Count how many lines in the data below contain the string "train", matching case exactly, and reply with only that number.

* Source records
=====

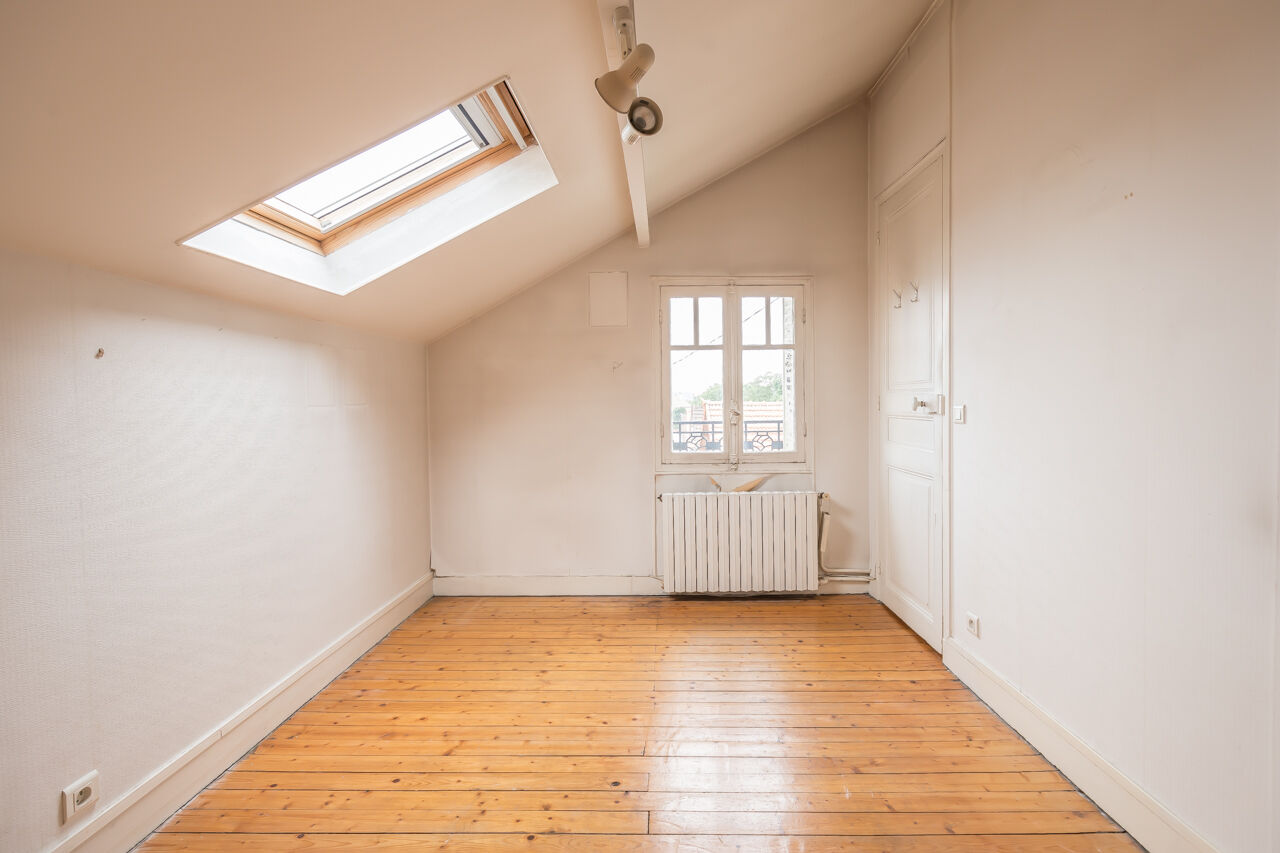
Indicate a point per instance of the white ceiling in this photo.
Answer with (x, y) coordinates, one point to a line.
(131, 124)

=====

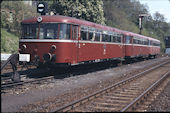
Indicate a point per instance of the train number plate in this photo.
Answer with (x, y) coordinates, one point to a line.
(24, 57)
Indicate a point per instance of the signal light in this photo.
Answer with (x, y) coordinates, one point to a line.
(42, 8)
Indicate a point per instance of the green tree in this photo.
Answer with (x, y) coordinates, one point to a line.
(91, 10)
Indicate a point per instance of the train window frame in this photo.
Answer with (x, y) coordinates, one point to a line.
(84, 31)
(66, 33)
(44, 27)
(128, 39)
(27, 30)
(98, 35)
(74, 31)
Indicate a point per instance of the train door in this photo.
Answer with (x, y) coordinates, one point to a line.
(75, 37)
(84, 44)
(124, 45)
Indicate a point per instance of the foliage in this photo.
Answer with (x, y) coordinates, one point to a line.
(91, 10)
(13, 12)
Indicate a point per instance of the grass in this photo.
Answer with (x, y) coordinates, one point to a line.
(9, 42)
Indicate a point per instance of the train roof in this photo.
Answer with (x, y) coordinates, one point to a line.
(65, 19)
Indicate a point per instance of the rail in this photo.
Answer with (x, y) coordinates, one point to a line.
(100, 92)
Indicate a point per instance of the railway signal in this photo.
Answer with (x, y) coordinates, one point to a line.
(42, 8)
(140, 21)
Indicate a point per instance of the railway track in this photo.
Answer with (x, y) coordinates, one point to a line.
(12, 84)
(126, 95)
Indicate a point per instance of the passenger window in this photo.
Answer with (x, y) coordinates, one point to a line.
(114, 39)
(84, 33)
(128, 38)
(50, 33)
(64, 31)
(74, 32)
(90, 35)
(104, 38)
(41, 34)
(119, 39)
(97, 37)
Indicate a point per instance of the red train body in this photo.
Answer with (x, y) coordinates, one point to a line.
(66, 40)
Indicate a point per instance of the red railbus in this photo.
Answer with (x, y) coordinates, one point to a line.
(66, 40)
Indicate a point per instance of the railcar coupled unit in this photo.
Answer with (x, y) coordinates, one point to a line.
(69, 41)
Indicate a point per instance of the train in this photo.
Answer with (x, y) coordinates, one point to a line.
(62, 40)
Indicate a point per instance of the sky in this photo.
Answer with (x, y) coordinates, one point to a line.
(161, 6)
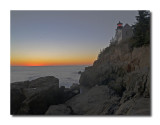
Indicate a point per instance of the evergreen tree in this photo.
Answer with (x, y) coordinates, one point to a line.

=====

* Result of the task
6